Exactly and only the lines from the one with "Please spot the granite" through the end of the listing are to be transcribed, both ends included.

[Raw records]
[BEGIN]
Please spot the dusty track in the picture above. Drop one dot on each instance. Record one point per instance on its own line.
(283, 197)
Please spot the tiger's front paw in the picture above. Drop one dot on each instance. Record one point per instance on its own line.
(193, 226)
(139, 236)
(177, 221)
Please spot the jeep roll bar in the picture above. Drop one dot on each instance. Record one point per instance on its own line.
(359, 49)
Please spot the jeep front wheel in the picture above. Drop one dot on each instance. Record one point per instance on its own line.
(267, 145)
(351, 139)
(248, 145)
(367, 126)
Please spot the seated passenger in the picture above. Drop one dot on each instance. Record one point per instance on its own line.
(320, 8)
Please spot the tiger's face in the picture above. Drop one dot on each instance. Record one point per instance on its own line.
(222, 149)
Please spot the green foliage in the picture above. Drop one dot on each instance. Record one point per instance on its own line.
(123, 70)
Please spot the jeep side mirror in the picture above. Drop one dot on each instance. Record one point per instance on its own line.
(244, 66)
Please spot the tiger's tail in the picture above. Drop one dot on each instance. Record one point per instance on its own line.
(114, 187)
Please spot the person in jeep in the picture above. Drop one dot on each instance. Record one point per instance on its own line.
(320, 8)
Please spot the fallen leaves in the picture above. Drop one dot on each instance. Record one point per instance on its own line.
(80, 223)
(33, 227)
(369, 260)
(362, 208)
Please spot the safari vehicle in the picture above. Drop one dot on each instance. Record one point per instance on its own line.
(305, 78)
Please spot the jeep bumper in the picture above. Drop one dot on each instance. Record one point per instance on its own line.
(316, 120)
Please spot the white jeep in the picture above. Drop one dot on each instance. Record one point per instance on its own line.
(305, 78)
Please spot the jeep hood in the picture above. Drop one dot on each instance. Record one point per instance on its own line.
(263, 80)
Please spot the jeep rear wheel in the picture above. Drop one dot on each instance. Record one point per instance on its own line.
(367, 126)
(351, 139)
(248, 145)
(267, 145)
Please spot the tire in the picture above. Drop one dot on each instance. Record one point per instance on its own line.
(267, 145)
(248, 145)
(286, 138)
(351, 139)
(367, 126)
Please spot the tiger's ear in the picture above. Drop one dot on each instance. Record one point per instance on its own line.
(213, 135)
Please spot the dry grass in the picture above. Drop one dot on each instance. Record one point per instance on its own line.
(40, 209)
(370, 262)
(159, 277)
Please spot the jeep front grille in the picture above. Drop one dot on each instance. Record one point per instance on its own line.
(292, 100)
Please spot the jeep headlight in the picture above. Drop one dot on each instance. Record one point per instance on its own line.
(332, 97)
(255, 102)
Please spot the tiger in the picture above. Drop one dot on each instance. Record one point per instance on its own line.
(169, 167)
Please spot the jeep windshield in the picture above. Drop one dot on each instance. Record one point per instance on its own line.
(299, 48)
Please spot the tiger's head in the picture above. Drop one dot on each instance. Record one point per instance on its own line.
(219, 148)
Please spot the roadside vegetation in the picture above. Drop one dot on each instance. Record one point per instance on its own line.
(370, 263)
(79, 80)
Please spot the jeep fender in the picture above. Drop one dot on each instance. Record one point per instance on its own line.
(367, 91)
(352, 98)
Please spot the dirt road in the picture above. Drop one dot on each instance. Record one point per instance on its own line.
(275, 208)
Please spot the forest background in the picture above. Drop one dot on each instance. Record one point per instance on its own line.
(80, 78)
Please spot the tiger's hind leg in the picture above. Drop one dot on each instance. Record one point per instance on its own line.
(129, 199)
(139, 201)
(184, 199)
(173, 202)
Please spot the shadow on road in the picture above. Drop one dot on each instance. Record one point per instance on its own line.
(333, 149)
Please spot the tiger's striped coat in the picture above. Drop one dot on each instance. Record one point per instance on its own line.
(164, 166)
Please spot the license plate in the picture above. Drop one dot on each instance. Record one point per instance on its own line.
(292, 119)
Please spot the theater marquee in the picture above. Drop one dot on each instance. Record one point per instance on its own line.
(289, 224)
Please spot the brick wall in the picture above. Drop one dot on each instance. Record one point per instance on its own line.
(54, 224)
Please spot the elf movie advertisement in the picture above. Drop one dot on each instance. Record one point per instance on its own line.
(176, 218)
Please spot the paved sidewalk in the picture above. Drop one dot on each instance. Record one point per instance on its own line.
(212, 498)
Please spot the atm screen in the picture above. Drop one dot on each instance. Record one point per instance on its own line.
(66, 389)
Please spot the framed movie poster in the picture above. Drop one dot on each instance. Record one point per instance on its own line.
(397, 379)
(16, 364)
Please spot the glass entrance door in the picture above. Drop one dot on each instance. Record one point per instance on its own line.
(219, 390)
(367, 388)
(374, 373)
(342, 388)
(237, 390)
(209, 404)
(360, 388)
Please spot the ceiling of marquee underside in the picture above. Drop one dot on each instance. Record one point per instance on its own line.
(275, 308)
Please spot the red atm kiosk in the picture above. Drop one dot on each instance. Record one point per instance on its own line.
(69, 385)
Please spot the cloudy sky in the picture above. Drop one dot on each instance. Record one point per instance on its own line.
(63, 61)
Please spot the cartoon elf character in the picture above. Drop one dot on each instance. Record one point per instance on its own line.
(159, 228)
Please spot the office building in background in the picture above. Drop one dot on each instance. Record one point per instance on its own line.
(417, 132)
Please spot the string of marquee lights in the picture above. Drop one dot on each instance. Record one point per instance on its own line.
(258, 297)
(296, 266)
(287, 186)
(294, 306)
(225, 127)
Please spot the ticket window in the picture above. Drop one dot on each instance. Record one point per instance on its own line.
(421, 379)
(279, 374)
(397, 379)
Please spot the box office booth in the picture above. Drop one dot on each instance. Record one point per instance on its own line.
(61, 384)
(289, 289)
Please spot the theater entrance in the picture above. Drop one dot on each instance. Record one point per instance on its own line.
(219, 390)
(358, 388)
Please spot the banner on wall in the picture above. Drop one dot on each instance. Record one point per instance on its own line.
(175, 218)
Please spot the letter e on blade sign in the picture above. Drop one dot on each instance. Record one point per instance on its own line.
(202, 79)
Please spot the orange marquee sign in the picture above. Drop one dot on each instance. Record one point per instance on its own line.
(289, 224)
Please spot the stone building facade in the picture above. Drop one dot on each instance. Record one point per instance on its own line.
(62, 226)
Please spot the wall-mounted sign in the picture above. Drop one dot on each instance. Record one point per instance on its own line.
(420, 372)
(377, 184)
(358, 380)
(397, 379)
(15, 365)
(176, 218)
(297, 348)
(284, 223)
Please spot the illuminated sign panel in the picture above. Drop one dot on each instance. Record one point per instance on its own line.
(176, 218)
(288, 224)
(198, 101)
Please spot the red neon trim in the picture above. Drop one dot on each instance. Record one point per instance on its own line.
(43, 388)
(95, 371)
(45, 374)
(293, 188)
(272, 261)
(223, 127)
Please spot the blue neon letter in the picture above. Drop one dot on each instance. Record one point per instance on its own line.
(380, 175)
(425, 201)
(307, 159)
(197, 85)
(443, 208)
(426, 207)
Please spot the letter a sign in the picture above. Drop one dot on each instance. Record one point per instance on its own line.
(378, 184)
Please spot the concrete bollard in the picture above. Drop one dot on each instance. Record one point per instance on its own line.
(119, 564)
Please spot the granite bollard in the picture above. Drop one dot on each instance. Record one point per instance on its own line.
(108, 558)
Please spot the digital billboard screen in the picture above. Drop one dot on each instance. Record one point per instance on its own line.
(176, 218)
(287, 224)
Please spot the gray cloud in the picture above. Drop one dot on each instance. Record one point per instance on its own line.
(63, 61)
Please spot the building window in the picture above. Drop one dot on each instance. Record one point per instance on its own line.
[END]
**In response**
Please spot the granite bollard in the picture above. Drop one dot on each instance. Record one point per instance on its own line.
(108, 558)
Please spot the digital billboard screen in the picture above. Drop one dot on each instance. Record one point per instance on its own line.
(176, 218)
(287, 224)
Please spot the gray cloud in the picture above. Drop one dot on each instance. Record one point per instance on its own line.
(63, 61)
Please spot the building window in the picture above. Drop one dot on each instance. Record one point per instance on its own line.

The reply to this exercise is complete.